--- Selection ---
Highlights from Recent Reading

The past is a foreign country. They do things differently there.

from The Road to Charleston, by John Buchanan

__________

Comedian Danny Thomas titillates his audience with the story of the Australian soldier who dashed up to the English soldier in battle and said, “I came here to die. What about you?”

Replied the Englishman, “I came here yesterdie.”

from Pikes Peek or Bust, by Earl Wilson

__________

[Lou] Brock had been born in El Dorado, Arkansas (Arkansas, Brock liked to say later,  billed itself in those days as the land of opportunity, and at the very first opportunity he had gotten the heck out of there).

from October, 1964, by David Halberstam

__________

Knowledge is knowing a tomato is a fruit. Wisdom is knowing not to put it into a fruit salad.

--- Objective ---
Answer these questions from the reading highlights above:
1. Who is the author of The Road to Charleston?
2. Where was Lou Brock born?
3. Which comedian tells the story of the Australian soldier?

--- Material provided ---
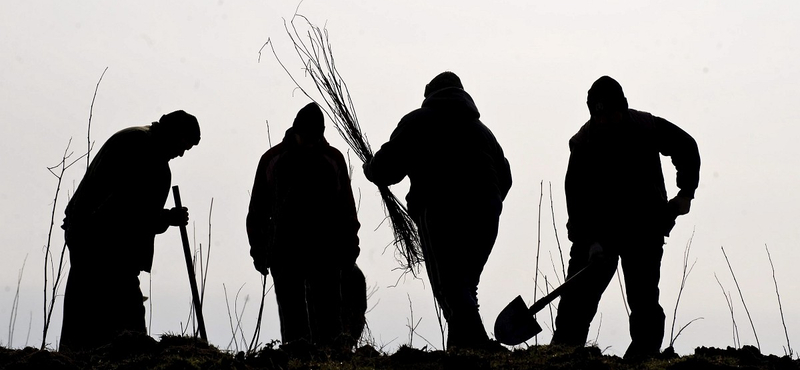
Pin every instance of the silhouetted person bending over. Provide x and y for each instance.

--- Solved problem ---
1. John Buchanan
2. El Dorado, Arkansas
3. Danny Thomas